## [Exercise details]
Copy out all of the data below word for word, keeping every line unchanged.

## [Excerpts from a point labeling dataset]
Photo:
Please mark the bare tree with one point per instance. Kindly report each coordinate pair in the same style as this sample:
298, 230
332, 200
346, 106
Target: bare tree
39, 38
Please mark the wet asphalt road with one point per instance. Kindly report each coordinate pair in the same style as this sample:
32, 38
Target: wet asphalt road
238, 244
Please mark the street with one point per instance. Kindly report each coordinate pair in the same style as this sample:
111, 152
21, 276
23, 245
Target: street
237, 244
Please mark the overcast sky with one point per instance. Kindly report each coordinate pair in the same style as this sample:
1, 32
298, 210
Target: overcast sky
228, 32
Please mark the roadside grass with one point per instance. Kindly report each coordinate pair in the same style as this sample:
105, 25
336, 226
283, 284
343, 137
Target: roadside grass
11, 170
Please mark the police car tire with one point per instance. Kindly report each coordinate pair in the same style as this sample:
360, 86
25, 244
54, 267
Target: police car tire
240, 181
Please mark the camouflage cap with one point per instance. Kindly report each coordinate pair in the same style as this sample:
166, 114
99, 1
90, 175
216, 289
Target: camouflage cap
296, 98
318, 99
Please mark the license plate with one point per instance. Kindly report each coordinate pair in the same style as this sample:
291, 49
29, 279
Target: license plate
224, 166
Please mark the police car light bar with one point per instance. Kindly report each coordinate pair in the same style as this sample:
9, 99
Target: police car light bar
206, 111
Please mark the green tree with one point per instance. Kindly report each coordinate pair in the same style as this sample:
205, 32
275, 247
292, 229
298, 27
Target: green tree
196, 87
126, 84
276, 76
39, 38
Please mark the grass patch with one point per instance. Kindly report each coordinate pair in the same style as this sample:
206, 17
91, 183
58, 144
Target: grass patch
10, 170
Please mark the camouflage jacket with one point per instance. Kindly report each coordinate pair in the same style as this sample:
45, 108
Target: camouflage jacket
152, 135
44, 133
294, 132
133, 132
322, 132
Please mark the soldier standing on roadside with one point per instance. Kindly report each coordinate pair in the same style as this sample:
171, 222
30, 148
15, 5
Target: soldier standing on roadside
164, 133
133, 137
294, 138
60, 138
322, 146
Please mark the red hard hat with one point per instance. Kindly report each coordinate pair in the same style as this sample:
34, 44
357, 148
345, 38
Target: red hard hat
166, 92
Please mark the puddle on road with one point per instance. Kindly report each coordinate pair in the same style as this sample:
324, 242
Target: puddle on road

## [Finished exercise]
Photo:
Please mark the bare tree with one point per instance. Kindly report each coordinate pair in the same style as this sample:
298, 230
332, 200
346, 106
Target: bare tree
39, 38
Please mark the wet asphalt road with one point per instance. Kindly report each coordinate pair in the same style as this sample:
32, 38
Target: wet asphalt road
238, 244
Please mark the street with one point per instance. Kindly report each coordinate pair in the same style as this sample:
111, 152
21, 276
23, 245
Target: street
237, 244
Please mark the overcast sky with one point per instance. Kindly report each coordinate pair in the same style as this sample:
1, 32
298, 210
Target: overcast sky
228, 32
Please mark the roadside grass with one point per instance. Kindly report each coordinate pair in the same style as this sample:
105, 25
336, 226
283, 284
343, 137
Target: roadside grass
11, 170
Please mark the police car tire with one point per instance. Kindly report each coordinate pair in the same style as this sample:
360, 86
25, 244
54, 267
Target: police car tire
240, 181
Please mark the camouflage cap with one point per instance. Kindly report each coordinate pair in the same style as this sample:
166, 114
99, 1
90, 175
216, 289
Target: camouflage cap
296, 98
318, 99
Please mark the license plate with one point per instance. Kindly report each coordinate pair in the same style as this sample:
291, 49
29, 279
Target: license plate
224, 166
Please mark the police car light bar with one point per instance. Kindly report each coordinate pair in the same style as this sample:
9, 99
Target: police car light bar
206, 111
Please mark the green tree with one point per instance. Kindly report each coordinate pair in the same style as this sample:
205, 32
275, 247
292, 229
298, 27
Target: green tree
196, 87
126, 84
276, 76
39, 38
Please mark the grass patch with one point per instance. Kindly report each coordinate pair in the same style as this sample:
206, 17
91, 183
58, 144
Target: grass patch
10, 170
Please mark the camouflage jacket with one point per instance. Kindly report each coordinate pair in the same style as this sample:
45, 108
Target: camouflage jacket
152, 135
44, 133
294, 132
133, 132
322, 132
Please mark the soldier standing on roadside with one point per instance. Kindly report each coordinate pair in the same style as this sample:
171, 222
30, 148
15, 5
Target: soldier standing on roadside
164, 133
133, 137
294, 138
60, 138
322, 146
Please mark the red hard hat with one point per instance. Kindly report each coordinate pair in the same style as this sample:
34, 44
357, 148
345, 38
Target: red hard hat
166, 92
Please mark the puddle on road with one point per instance. Kindly report each coordinate pair in the same style as this sample:
324, 242
Target: puddle on road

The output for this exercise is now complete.